### TEXT PROVIDED
....

“You can’t memorize your way to an A in the class.”
“Biology isn’t the ‘easy science’ anymore.”
“The test scores dropped last year.”
“Only 5 percent of students got a 5.” (This is the highest possible score on Advanced Placement tests — standardized college-level exams for high school students.)
Such was the gossip circulating within my high school bubble about the redesigned AP biology class. We were the second class to take the new AP bio test; most of us only focused on our final grade and AP test score. The rationale behind the changes was peripheral. For all we cared, the College Board — the nonprofit organization that administers the AP exams, as well as the SAT — could just be trying to give us a hard time. In reality, College Board is trying to change the way students across the country learn biology, pushing classes to move from memorizing facts to understanding concepts and their applications.
In 2012, the College Board, along with a team of teachers and college professors, released a completely rewritten AP biology curriculum. The revamped curriculum emphasizes science literacy and inquiry. It centers around four “big ideas” or themes common throughout the field of biology:
- The process of evolution explains the diversity and unity of life.
- Biological systems utilize free energy and molecular building blocks to grow, to reproduce and to maintain dynamic homeostasis.
- Living systems store, retrieve, transmit and respond to information essential to life processes.
- Biological systems interact, and these systems and their interactions possess complex properties.

....

### DATA FOR REVIEW
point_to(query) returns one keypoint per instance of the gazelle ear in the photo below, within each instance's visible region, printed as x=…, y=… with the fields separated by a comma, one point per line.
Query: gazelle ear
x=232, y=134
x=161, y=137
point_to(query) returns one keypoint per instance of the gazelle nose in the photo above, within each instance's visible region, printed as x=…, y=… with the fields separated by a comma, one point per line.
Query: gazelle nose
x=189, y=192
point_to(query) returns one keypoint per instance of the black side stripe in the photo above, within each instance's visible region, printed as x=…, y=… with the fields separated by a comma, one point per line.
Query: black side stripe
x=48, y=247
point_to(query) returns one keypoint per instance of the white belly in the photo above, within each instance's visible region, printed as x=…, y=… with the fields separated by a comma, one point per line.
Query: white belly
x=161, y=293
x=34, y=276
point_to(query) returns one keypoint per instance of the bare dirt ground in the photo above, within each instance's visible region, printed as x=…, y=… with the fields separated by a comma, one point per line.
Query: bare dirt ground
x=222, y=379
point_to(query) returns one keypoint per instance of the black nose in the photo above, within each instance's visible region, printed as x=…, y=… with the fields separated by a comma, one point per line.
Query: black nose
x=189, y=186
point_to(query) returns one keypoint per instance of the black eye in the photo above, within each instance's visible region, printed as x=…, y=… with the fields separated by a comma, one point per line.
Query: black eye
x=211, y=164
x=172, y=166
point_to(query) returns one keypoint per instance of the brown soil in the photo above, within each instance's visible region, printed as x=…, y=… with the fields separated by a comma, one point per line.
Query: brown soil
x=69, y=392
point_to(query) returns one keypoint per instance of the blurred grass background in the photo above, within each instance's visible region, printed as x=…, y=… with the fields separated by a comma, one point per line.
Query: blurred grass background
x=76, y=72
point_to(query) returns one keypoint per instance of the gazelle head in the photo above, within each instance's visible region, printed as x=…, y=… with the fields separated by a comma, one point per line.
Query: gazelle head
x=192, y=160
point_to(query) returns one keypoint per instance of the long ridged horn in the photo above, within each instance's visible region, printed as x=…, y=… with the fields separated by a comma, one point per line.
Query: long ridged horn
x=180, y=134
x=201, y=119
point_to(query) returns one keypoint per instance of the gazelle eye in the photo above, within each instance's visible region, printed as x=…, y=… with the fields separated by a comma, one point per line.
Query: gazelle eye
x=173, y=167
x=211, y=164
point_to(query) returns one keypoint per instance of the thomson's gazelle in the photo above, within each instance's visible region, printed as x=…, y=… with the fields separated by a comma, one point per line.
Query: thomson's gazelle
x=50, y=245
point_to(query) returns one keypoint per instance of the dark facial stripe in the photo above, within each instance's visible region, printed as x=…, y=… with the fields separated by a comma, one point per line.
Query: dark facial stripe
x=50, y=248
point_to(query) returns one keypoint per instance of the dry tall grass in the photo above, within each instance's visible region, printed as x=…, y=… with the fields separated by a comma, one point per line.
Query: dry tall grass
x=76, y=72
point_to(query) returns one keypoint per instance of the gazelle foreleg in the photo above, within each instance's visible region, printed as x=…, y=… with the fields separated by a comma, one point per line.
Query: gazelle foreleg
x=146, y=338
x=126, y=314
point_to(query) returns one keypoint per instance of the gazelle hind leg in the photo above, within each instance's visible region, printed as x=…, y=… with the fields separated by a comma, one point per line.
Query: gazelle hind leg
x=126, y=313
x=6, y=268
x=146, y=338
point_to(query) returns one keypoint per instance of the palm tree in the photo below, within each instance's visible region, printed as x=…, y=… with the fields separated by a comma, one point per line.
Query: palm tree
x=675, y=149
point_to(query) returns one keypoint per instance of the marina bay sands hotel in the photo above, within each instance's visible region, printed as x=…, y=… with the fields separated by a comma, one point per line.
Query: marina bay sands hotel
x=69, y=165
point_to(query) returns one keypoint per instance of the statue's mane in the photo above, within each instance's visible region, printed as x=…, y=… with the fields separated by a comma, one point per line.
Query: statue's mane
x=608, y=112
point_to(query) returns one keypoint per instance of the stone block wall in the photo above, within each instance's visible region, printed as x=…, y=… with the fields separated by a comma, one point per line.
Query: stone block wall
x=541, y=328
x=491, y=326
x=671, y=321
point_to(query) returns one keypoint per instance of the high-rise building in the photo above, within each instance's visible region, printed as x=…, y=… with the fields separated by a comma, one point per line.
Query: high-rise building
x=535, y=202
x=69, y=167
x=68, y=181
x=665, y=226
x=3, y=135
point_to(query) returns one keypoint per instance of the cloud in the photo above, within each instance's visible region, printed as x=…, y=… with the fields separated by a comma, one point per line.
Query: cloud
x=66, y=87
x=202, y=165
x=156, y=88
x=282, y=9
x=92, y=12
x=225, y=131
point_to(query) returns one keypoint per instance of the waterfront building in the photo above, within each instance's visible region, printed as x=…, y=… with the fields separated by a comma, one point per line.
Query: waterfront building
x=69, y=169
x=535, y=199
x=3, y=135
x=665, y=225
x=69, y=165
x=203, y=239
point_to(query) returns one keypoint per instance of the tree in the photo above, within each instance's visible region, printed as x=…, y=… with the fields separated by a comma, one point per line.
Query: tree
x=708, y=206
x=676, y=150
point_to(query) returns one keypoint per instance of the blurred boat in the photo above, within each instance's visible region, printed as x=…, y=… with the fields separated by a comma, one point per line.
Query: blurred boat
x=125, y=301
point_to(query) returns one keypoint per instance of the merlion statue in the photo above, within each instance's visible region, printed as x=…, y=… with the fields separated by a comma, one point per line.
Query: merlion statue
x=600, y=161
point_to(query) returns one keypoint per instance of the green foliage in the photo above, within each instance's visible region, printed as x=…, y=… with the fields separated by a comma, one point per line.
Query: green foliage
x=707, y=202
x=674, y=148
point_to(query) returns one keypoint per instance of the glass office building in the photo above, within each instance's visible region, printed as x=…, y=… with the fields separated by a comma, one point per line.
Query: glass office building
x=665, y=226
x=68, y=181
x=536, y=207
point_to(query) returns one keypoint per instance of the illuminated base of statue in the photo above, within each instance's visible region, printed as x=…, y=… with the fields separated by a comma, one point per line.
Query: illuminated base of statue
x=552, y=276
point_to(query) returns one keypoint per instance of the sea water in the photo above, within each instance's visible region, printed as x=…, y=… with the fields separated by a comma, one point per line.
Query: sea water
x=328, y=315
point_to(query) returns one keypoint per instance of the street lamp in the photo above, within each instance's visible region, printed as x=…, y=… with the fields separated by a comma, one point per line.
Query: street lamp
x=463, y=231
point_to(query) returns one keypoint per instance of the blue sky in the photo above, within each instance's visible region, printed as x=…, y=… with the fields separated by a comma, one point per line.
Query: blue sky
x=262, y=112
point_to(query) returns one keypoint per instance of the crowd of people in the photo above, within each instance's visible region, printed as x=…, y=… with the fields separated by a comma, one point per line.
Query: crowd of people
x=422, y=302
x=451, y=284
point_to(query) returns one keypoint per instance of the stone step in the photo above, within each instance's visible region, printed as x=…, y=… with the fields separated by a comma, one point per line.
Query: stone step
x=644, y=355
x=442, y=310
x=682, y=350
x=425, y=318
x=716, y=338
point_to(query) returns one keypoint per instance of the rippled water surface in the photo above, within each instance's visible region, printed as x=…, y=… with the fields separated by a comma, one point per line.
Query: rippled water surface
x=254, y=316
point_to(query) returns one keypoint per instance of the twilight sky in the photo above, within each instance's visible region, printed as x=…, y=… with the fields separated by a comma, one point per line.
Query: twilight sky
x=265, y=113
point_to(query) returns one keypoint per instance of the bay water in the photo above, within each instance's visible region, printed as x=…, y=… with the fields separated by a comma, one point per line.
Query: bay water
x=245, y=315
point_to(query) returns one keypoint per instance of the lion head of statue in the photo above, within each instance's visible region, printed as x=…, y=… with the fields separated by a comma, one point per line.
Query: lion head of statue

....

### YOUR GOAL
Continue the piece on the redesigned AP biology curriculum, starting after its list of four big ideas.

### RESULT
Rather than rote memorization of specific details or terms, the new changes prioritize understanding biological processes, placing information in context, and making predictions given the proper details. I originally interpreted this shift as an excuse for the College Board to cover less content and make the class “easier” while steepening the curve to compensate. However, biology is one of the fastest expanding fields of science, with the knowledge base increasing by roughly 10 percent every year. As a result, before the curriculum overhaul, textbooks were continually adding more information that had to be covered in the same amount of time, and nearly half of the students who took the AP exam failed.
The changes to the AP biology exam reflect a trend among the larger science community (scientists, teachers and policymakers) that calls for a shift from knowledge-based to inquiry-based learning. The goal is to make all students — and thus, the general public — more scientifically literate and to help them understand the need for science. It also aims to encourage careers in science, technology, engineering and mathematics (STEM) — fields that are considered important to future U.S. economic potential and technological innovation.
For example, the new AP biology curriculum requires that one quarter of class time be dedicated to inquiry-based laboratory experiments. This means replacing “Do plants grow better with water and sunlight?” experiments with opportunities to design our own investigations. Ideally, these types of labs are supposed to reinforce the notion that science is about questioning beyond the obvious, not just knowing a laundry list of biological processes. This shift is being implemented at all educational levels, from elementary schools to colleges. The AP courses are just one example.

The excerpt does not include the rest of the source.